## TEXTO SELECIONADO
Algum sentido nisso tudo?
Há quem diga que não. Há quem diga que tudo é feito para se “aparecer”. Palpite infeliz e, sinceramente, de uma ignorância extrema. Se soubessem das dezenas de vezes em que eu mesmo não quis apresentar nosso programa semanal de TV… com o único propósito de revezar a equipe, acreditar no potencial das pessoas, fazer o time jogar junto, coisas que nem todo mundo é capaz de sentir ou praticar, talvez engolissem a saliva ignara.
Ao pensar em dirigentes de má-fé, jogadores que fazem corpo mole, corneteiros, a cracolândia da ética, qualquer um pode desistir do futebol inteiro. Mas que tal passar os dias escrevendo como se fossem páginas de um livro, para que as pessoas o leiam e até se divirtam? No mínimo, uma boa ação. Juntando com o Fluminense, melhor ainda.

## LINHAS
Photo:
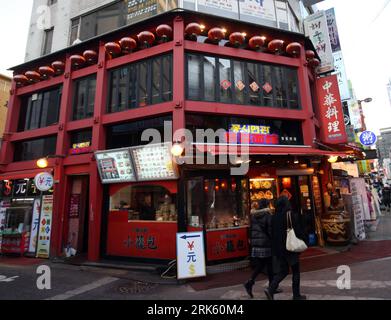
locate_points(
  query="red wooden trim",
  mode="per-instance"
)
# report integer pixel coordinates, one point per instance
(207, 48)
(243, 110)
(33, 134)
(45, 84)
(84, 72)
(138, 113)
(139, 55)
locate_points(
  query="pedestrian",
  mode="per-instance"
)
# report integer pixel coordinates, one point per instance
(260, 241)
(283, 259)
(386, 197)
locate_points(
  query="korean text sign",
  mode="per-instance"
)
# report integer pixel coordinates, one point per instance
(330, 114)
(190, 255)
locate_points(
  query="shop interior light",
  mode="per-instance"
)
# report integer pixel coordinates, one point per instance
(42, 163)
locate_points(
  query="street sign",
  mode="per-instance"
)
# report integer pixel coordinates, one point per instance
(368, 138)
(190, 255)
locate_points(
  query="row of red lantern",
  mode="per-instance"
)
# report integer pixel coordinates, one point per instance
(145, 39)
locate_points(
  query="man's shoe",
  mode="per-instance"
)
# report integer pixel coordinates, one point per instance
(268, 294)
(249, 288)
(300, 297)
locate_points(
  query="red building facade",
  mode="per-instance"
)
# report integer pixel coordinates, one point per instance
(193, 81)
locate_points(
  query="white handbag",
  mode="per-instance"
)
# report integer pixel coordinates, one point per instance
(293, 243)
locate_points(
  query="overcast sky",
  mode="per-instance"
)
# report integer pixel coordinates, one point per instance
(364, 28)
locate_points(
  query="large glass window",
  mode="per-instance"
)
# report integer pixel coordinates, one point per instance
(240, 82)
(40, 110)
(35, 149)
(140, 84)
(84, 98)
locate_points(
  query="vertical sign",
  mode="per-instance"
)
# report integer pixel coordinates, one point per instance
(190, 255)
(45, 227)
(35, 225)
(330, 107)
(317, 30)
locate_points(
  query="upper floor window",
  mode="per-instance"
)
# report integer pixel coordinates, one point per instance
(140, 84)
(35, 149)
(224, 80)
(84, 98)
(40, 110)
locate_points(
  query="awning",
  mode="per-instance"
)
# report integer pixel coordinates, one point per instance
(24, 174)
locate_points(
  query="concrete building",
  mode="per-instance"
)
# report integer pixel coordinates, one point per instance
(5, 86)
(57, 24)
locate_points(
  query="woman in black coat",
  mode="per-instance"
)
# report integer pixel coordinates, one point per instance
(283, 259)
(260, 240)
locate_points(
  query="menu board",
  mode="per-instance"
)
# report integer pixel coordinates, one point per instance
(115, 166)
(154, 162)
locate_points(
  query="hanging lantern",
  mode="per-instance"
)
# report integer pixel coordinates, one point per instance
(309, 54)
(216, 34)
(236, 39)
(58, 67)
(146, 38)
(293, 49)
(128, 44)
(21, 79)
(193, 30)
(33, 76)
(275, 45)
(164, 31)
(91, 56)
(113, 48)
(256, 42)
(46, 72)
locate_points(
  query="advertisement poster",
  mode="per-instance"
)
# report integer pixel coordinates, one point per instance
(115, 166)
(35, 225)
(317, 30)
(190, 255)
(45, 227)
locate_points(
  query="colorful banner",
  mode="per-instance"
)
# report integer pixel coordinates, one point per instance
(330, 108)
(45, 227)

* * *

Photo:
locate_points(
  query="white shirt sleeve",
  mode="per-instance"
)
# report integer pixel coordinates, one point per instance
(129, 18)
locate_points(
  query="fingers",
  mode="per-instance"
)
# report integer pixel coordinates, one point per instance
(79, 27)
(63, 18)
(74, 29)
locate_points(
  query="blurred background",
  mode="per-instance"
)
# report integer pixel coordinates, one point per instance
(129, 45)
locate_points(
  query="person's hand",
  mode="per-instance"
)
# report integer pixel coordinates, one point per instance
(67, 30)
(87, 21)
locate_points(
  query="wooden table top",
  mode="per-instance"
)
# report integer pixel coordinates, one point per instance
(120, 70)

## TAREFA PROPOSTA
Segundo o texto selecionado, qual era o propósito de não apresentar o programa semanal de TV?

## RESOLUÇÃO
O propósito era revezar a equipe, acreditar no potencial das pessoas e fazer o time jogar junto.